• WHAT YOU NEED TO DO
Copy out each of the rows below in full, requests included. Multiply every point coordinate in the answers by 1.7 and round to a whole number, with halves going up. Leave the request text and its format sample unchanged, and leave out the pictures.
** START OF GIVEN INFORMATION **
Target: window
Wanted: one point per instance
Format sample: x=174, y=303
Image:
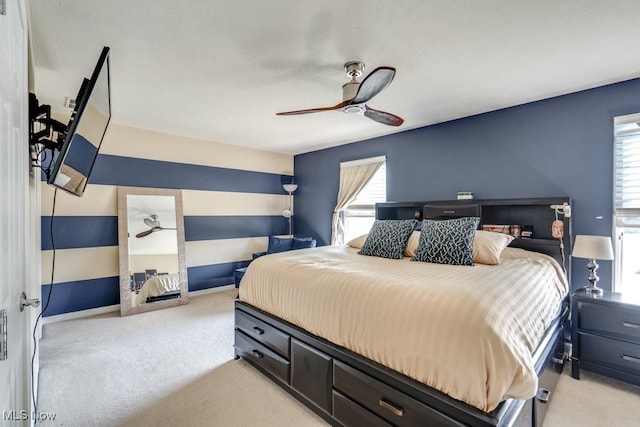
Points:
x=360, y=214
x=627, y=202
** END OF GIVEN INFORMATION **
• PROBLEM SOLUTION
Target: window
Wanted: one point per instance
Format sample: x=174, y=303
Image:
Points:
x=612, y=364
x=1066, y=343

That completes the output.